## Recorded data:
• • •

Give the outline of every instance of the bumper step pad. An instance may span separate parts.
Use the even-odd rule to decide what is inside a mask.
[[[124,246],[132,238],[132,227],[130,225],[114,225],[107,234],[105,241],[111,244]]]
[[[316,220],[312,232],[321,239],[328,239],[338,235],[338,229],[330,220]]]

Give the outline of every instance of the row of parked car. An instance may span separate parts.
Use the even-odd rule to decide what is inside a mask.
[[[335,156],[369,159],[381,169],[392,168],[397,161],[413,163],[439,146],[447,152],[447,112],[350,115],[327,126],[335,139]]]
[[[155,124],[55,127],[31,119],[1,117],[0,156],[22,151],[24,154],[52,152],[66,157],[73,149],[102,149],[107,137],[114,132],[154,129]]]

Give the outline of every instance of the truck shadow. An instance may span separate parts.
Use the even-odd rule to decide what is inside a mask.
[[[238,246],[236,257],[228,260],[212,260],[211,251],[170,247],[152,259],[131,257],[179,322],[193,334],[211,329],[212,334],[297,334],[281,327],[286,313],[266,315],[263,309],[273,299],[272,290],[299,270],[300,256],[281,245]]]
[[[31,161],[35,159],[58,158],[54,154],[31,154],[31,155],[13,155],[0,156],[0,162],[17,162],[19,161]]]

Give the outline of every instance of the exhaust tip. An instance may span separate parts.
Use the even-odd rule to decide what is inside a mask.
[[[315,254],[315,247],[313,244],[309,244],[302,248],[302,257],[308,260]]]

• • •

## Set task:
Rewrite every entry above with "even-odd rule" swapped for "nonzero rule" and everything else left the same.

## Solution for this task:
Give the outline of every instance of the bumper step pad. An instance may span separate parts.
Use the nonzero rule to decide what is inside a mask.
[[[124,246],[132,238],[132,227],[130,225],[114,225],[107,234],[105,241],[111,244]]]
[[[316,220],[312,232],[321,239],[328,239],[338,235],[338,229],[330,220]]]

Give the outline of every instance of the row of parked car. An instance may span separate parts.
Use the nonzero rule to decide what is inside a mask.
[[[335,156],[369,159],[381,169],[392,168],[397,161],[413,163],[439,146],[447,152],[447,112],[350,115],[327,126],[335,139]]]
[[[155,124],[55,127],[31,119],[1,117],[0,156],[22,151],[24,154],[52,152],[66,157],[73,149],[102,149],[107,137],[114,132],[154,129]]]

Give the outline of every instance of the truck shadow. An instance may span separate parts.
Use the nonzero rule to decide what is inside a mask.
[[[238,246],[236,257],[228,260],[212,260],[211,251],[170,247],[152,259],[131,257],[179,322],[193,334],[211,329],[212,334],[297,334],[281,327],[286,313],[266,315],[263,309],[273,299],[272,290],[299,270],[300,256],[281,245]]]
[[[31,161],[35,159],[58,158],[54,154],[31,154],[31,155],[13,155],[0,156],[0,162],[17,162],[19,161]]]

Give the outline of every instance of the exhaust tip. An instance may span separate parts.
Use the nonzero rule to decide what is inside a mask.
[[[315,254],[315,247],[313,244],[309,244],[302,248],[302,257],[308,260]]]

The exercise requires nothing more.